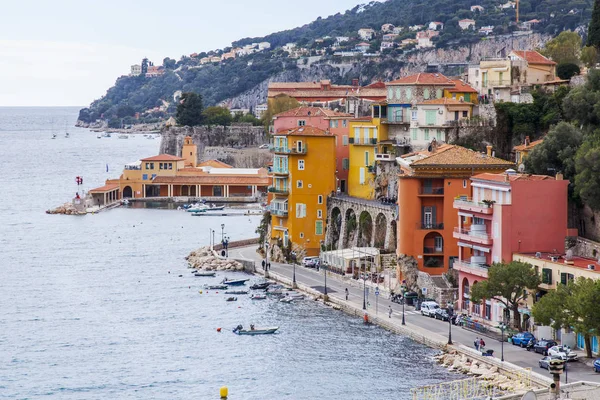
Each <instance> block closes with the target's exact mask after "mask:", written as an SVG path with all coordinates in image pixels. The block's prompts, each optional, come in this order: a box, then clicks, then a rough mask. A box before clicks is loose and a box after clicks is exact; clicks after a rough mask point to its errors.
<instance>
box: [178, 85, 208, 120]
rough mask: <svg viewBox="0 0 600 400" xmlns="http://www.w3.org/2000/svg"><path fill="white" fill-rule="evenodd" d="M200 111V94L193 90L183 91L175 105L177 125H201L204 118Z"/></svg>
mask: <svg viewBox="0 0 600 400" xmlns="http://www.w3.org/2000/svg"><path fill="white" fill-rule="evenodd" d="M202 111H203V105H202V96H200V95H199V94H198V93H194V92H187V93H183V94H182V95H181V100H180V103H179V104H178V105H177V114H176V115H175V119H177V123H178V124H179V125H184V126H196V125H202V123H203V119H204V116H203V115H202Z"/></svg>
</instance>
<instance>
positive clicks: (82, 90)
mask: <svg viewBox="0 0 600 400" xmlns="http://www.w3.org/2000/svg"><path fill="white" fill-rule="evenodd" d="M364 2H366V1H362V0H327V1H323V0H303V1H302V2H289V1H286V0H253V1H248V0H217V1H214V0H208V1H207V0H178V1H164V0H161V1H159V0H145V1H141V0H119V1H117V0H18V1H6V2H2V3H3V4H2V9H1V15H2V22H1V23H0V106H87V105H88V104H89V103H90V102H91V101H93V100H94V99H97V98H100V97H101V96H102V95H104V94H105V93H106V90H107V89H108V88H109V87H110V86H112V85H113V84H114V82H115V80H116V78H118V77H119V76H121V75H125V74H128V73H129V70H130V66H131V65H132V64H139V63H140V61H141V59H142V58H143V57H148V58H149V59H150V60H151V61H154V62H155V64H157V65H160V64H162V60H163V59H164V58H165V57H167V56H168V57H171V58H175V59H179V58H180V57H181V56H182V55H184V54H186V55H189V54H191V53H195V52H196V53H199V52H201V51H208V50H213V49H219V48H223V47H227V46H229V45H231V42H232V41H235V40H237V39H241V38H245V37H255V36H264V35H267V34H269V33H272V32H277V31H280V30H285V29H290V28H294V27H297V26H301V25H304V24H306V23H309V22H311V21H313V20H315V19H316V18H317V17H319V16H321V17H327V16H329V15H332V14H335V13H337V12H344V11H345V10H348V9H350V8H352V7H354V6H355V5H357V4H360V3H364Z"/></svg>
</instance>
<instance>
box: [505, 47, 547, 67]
mask: <svg viewBox="0 0 600 400" xmlns="http://www.w3.org/2000/svg"><path fill="white" fill-rule="evenodd" d="M512 53H513V54H515V55H516V56H517V57H520V58H522V59H524V60H525V61H527V62H528V63H529V64H545V65H556V63H555V62H554V61H552V60H550V59H548V58H546V57H544V56H543V55H541V54H540V53H538V52H537V51H531V50H513V51H512Z"/></svg>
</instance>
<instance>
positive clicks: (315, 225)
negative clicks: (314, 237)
mask: <svg viewBox="0 0 600 400" xmlns="http://www.w3.org/2000/svg"><path fill="white" fill-rule="evenodd" d="M322 234H323V221H315V235H322Z"/></svg>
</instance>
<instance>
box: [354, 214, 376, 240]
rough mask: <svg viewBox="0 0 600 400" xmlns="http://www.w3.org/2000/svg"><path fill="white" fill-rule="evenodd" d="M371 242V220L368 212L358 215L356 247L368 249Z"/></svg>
mask: <svg viewBox="0 0 600 400" xmlns="http://www.w3.org/2000/svg"><path fill="white" fill-rule="evenodd" d="M372 241H373V218H371V214H370V213H369V212H368V211H363V212H361V213H360V217H359V218H358V243H357V246H358V247H369V246H371V243H372Z"/></svg>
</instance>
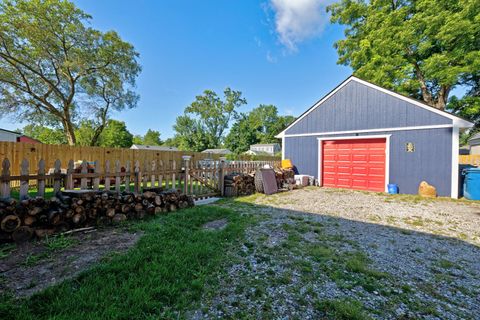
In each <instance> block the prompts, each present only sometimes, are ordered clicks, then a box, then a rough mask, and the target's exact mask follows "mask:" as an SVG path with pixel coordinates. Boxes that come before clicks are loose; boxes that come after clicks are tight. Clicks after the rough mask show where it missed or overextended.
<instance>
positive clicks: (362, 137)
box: [317, 134, 458, 192]
mask: <svg viewBox="0 0 480 320" xmlns="http://www.w3.org/2000/svg"><path fill="white" fill-rule="evenodd" d="M390 137H391V134H382V135H371V136H349V137H328V138H317V140H318V178H317V179H318V182H319V186H323V180H322V178H323V174H322V164H323V159H322V154H323V141H330V140H355V139H379V138H380V139H382V138H383V139H385V192H387V191H388V184H389V183H390V182H389V181H390ZM457 160H458V159H457Z"/></svg>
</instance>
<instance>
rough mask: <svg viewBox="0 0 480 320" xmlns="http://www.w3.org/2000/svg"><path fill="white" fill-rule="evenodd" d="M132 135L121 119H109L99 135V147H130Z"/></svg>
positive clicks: (126, 126) (124, 147)
mask: <svg viewBox="0 0 480 320" xmlns="http://www.w3.org/2000/svg"><path fill="white" fill-rule="evenodd" d="M132 143H133V135H132V134H131V133H130V132H129V131H128V130H127V126H126V125H125V122H123V121H117V120H109V121H108V122H107V125H106V126H105V129H104V130H103V132H102V135H101V136H100V146H101V147H114V148H130V147H131V146H132Z"/></svg>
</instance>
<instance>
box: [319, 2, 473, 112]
mask: <svg viewBox="0 0 480 320" xmlns="http://www.w3.org/2000/svg"><path fill="white" fill-rule="evenodd" d="M328 10H329V11H330V12H331V20H332V22H336V23H339V24H342V25H345V26H346V29H345V36H346V38H345V39H343V40H340V41H338V42H336V44H335V47H336V49H337V51H338V54H339V60H338V62H339V63H341V64H344V65H348V66H350V67H352V68H353V70H354V73H355V74H356V75H358V76H360V77H362V78H364V79H366V80H370V81H372V82H374V83H376V84H378V85H381V86H384V87H387V88H390V89H393V90H396V91H399V92H403V93H405V94H409V95H411V96H413V97H415V98H419V99H421V100H423V101H424V102H426V103H427V104H429V105H431V106H433V107H436V108H438V109H442V110H443V109H444V108H445V106H446V104H447V101H448V97H449V94H450V92H451V90H452V89H453V88H454V87H455V86H457V85H466V86H468V85H470V84H469V82H468V81H467V79H469V78H470V76H471V75H472V73H477V72H478V70H480V41H479V39H480V3H479V1H478V0H416V1H412V0H388V1H387V0H372V1H365V0H341V1H339V2H338V3H335V4H332V5H331V6H329V7H328Z"/></svg>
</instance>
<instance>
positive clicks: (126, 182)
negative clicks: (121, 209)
mask: <svg viewBox="0 0 480 320" xmlns="http://www.w3.org/2000/svg"><path fill="white" fill-rule="evenodd" d="M267 164H268V165H270V166H273V167H278V166H279V165H280V162H279V161H225V160H223V159H222V160H205V159H202V160H193V157H192V156H191V155H186V156H183V158H182V160H179V161H177V160H169V161H164V160H155V159H153V160H144V161H143V162H140V161H139V160H136V161H134V162H131V161H130V160H126V161H125V162H122V161H120V160H115V161H114V162H111V161H110V160H105V162H102V161H93V162H92V161H86V160H83V161H82V162H81V163H78V162H77V163H76V162H74V161H73V160H69V161H68V162H66V163H62V161H61V160H60V159H56V160H55V161H54V164H53V168H52V169H47V166H46V161H45V160H43V159H40V160H39V161H38V162H37V163H36V162H33V163H31V162H30V161H28V160H27V159H23V160H22V161H21V163H20V165H19V168H18V172H19V173H18V174H15V173H12V172H14V170H13V167H12V164H11V161H10V160H9V159H7V158H5V159H4V160H3V162H2V171H1V175H0V196H1V197H2V198H10V197H15V198H17V197H18V198H19V199H26V198H28V197H34V196H39V197H48V196H50V195H54V194H56V193H57V192H59V191H61V190H75V189H78V190H88V189H91V190H108V191H113V192H117V193H120V192H123V191H129V192H134V193H141V192H143V191H144V190H145V189H147V188H158V187H161V188H164V189H179V190H181V191H183V193H185V194H188V195H193V196H194V197H196V198H201V197H207V196H212V195H221V194H222V193H223V180H224V179H223V177H224V176H225V175H227V174H229V173H250V172H252V171H254V170H256V169H257V168H259V167H263V166H265V165H267ZM12 182H16V184H15V185H18V186H19V188H12Z"/></svg>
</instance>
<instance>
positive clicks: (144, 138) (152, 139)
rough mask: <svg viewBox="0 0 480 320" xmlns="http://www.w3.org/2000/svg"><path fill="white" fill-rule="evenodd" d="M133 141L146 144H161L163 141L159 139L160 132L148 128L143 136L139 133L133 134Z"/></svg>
mask: <svg viewBox="0 0 480 320" xmlns="http://www.w3.org/2000/svg"><path fill="white" fill-rule="evenodd" d="M133 143H134V144H141V145H146V146H161V145H162V143H163V142H162V140H161V139H160V132H158V131H156V130H152V129H148V130H147V133H145V135H144V136H141V135H139V134H137V135H135V136H134V137H133Z"/></svg>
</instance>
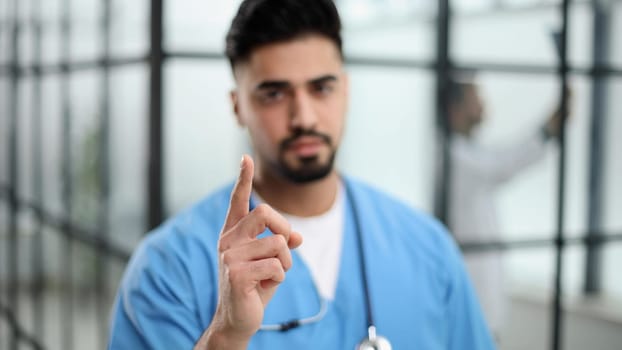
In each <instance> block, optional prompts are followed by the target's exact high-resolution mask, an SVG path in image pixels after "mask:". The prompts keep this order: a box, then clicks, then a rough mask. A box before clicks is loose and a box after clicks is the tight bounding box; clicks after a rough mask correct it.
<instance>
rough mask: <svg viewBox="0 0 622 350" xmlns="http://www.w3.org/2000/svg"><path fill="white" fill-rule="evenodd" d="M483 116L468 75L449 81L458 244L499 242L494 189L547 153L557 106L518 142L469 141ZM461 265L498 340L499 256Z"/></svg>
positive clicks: (482, 101)
mask: <svg viewBox="0 0 622 350" xmlns="http://www.w3.org/2000/svg"><path fill="white" fill-rule="evenodd" d="M484 116H485V115H484V103H483V101H482V98H481V96H480V94H479V91H478V86H477V83H476V82H475V79H474V77H473V76H472V75H471V76H468V77H461V79H454V80H453V81H451V83H450V105H449V123H450V128H451V132H452V141H451V148H450V157H451V158H450V159H451V162H452V163H451V178H450V191H451V192H450V197H449V203H450V204H449V217H448V218H449V227H450V229H451V230H452V231H453V232H454V234H455V236H456V239H457V240H458V241H459V242H488V241H499V240H500V239H501V234H500V226H499V222H498V218H497V214H496V208H495V193H496V191H497V189H498V188H499V187H501V186H502V185H503V184H505V183H507V182H508V181H509V180H511V179H513V178H514V177H516V176H517V175H518V174H520V173H521V172H522V171H523V170H525V169H527V168H528V167H529V166H530V165H532V164H534V163H536V162H538V161H539V160H541V159H542V158H543V157H544V155H545V154H546V153H547V148H549V147H548V144H549V143H553V142H550V141H552V140H553V139H555V137H557V136H558V134H559V131H560V123H561V113H560V109H559V108H557V109H556V110H555V111H554V112H553V113H551V114H550V115H549V116H547V118H546V120H545V121H544V123H543V124H542V125H541V126H540V127H539V128H536V130H534V131H533V132H532V133H530V134H528V135H526V136H525V137H524V138H523V139H521V140H520V141H519V142H516V143H513V144H508V145H502V146H499V147H494V148H491V147H485V146H482V145H480V144H478V142H477V140H476V137H474V134H475V130H476V129H477V127H478V126H479V125H480V124H481V123H482V122H483V120H484ZM465 261H466V265H467V269H468V271H469V274H470V277H471V279H472V281H473V284H474V286H475V289H476V291H477V293H478V296H479V300H480V303H481V305H482V309H483V311H484V315H485V317H486V319H487V321H488V324H489V326H490V329H491V331H492V332H493V334H495V336H496V337H497V338H499V337H500V336H501V333H502V331H503V327H504V323H505V319H506V314H507V311H508V310H507V309H508V305H507V304H508V302H507V296H506V294H505V291H504V279H503V261H502V252H501V251H482V252H478V253H476V254H467V255H466V256H465Z"/></svg>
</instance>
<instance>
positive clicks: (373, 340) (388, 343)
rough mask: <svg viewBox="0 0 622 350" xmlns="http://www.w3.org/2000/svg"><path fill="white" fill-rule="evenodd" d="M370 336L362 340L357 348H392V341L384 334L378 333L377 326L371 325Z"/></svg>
mask: <svg viewBox="0 0 622 350" xmlns="http://www.w3.org/2000/svg"><path fill="white" fill-rule="evenodd" d="M368 331H369V337H368V338H366V339H364V340H363V341H361V342H360V343H359V344H358V346H357V347H356V350H391V349H392V348H391V343H389V340H387V338H385V337H383V336H379V335H376V327H374V326H370V327H369V330H368Z"/></svg>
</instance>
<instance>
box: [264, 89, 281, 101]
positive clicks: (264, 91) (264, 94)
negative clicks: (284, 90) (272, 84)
mask: <svg viewBox="0 0 622 350" xmlns="http://www.w3.org/2000/svg"><path fill="white" fill-rule="evenodd" d="M259 97H260V99H261V101H262V102H274V101H278V100H280V99H282V98H283V91H281V90H266V91H263V92H262V93H261V94H260V95H259Z"/></svg>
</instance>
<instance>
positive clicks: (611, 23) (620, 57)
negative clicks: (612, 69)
mask: <svg viewBox="0 0 622 350" xmlns="http://www.w3.org/2000/svg"><path fill="white" fill-rule="evenodd" d="M609 6H610V7H611V10H610V12H609V14H610V15H611V21H610V28H609V38H610V39H609V45H611V48H610V50H611V51H610V55H611V56H610V57H611V59H610V62H611V63H612V64H613V65H615V66H617V67H618V68H620V67H622V42H621V41H622V40H620V39H619V36H618V34H617V33H622V1H611V4H610V5H609Z"/></svg>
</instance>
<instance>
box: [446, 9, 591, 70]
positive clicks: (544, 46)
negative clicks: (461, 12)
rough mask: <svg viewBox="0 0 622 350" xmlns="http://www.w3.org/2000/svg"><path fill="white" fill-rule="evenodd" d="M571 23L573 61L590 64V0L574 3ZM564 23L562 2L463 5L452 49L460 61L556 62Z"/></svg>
mask: <svg viewBox="0 0 622 350" xmlns="http://www.w3.org/2000/svg"><path fill="white" fill-rule="evenodd" d="M569 24H570V27H569V34H568V35H569V37H568V38H569V39H568V40H569V42H568V50H569V51H568V55H569V56H568V57H569V61H570V62H571V64H573V65H580V66H586V65H589V64H590V63H591V49H592V36H591V33H592V15H591V9H590V6H589V4H587V3H582V4H577V5H575V6H572V7H571V9H570V13H569ZM559 29H561V15H560V11H559V8H558V7H557V6H550V5H546V4H542V5H540V6H533V5H521V6H514V7H490V8H488V9H486V10H476V11H473V10H471V9H469V10H464V12H463V13H461V11H458V12H457V13H455V15H454V17H453V22H452V32H451V43H452V48H451V52H452V55H453V56H454V57H455V58H456V60H457V61H459V62H461V61H464V62H494V63H510V64H521V65H524V64H538V65H549V66H553V65H556V64H557V63H558V56H557V51H556V50H557V49H556V46H555V44H554V41H553V36H552V33H553V31H557V30H559Z"/></svg>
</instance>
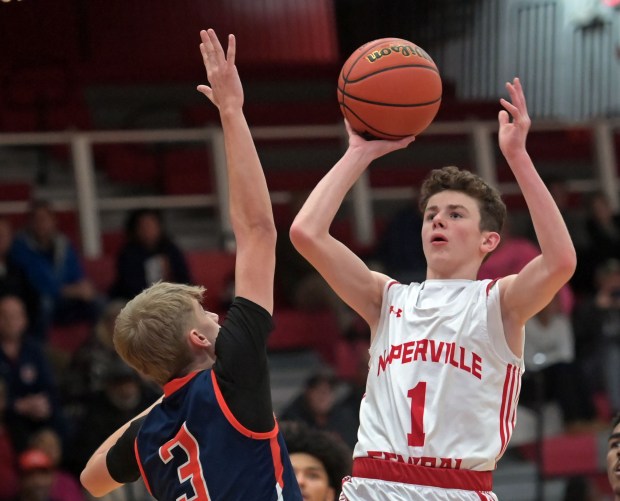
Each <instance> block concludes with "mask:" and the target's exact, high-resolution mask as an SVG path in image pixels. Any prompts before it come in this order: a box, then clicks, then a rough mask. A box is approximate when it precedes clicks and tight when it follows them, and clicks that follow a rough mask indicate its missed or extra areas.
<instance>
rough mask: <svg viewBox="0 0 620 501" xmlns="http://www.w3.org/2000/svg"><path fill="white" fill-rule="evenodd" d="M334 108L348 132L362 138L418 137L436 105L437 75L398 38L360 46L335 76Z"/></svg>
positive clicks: (436, 102) (437, 82) (404, 43)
========================================================================
- _To do_:
Find every line in the data above that contains the word "negative", treating uppercase and lowercase as different, and copy each of those lines.

- _Result for this task_:
negative clicks: (314, 237)
negative clicks: (121, 209)
negative clicks: (284, 90) (272, 84)
negative clicks: (612, 69)
negative clicks: (461, 12)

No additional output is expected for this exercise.